Stored data entries
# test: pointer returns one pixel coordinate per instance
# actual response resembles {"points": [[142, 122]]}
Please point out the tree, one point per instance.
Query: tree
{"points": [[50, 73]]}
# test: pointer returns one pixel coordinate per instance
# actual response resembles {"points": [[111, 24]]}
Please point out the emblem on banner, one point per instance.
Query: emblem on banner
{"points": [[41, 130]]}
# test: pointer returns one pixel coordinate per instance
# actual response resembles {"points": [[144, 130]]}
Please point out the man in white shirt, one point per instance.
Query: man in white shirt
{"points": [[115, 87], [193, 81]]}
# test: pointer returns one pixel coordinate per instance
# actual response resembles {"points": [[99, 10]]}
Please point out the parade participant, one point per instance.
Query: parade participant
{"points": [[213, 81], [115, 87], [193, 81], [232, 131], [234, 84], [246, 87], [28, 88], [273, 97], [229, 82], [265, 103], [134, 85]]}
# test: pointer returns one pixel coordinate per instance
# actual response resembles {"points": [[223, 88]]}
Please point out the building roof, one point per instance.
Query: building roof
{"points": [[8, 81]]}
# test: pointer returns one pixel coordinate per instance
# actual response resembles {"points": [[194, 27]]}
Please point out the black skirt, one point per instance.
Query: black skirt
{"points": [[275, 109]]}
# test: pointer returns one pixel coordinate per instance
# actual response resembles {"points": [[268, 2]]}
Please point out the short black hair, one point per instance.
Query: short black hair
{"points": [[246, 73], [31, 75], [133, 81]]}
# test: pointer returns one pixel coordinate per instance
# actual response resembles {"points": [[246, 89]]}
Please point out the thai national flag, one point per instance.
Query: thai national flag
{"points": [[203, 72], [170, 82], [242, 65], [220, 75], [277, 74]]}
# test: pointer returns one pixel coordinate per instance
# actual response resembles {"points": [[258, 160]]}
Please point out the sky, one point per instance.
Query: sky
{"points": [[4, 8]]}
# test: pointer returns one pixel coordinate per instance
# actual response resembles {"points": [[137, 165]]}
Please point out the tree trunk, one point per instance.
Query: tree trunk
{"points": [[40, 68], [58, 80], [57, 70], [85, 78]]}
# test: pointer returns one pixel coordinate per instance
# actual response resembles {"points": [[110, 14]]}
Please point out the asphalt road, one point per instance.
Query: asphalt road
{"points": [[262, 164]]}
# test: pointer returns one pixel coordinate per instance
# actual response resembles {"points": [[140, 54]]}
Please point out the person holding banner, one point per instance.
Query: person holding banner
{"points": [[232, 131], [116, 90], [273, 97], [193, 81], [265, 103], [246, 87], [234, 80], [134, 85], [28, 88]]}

## WHAT TO DO:
Take the stretch of lines above from the one containing "Query: emblem on banner" through the one containing "Please point out the parade" and repeat it exactly, adding no other line.

## SOLVED PROBLEM:
Query: emblem on banner
{"points": [[41, 130]]}
# test: pointer returns one pixel coordinate per instance
# actual response resembles {"points": [[144, 130]]}
Please point out the man in white shirt, one point per instance.
Query: man in white shirt
{"points": [[115, 87], [193, 81]]}
# test: pointer returns one pixel coordinate per instance
# actual response resembles {"points": [[99, 10]]}
Please point out the parade participant, one point per instance.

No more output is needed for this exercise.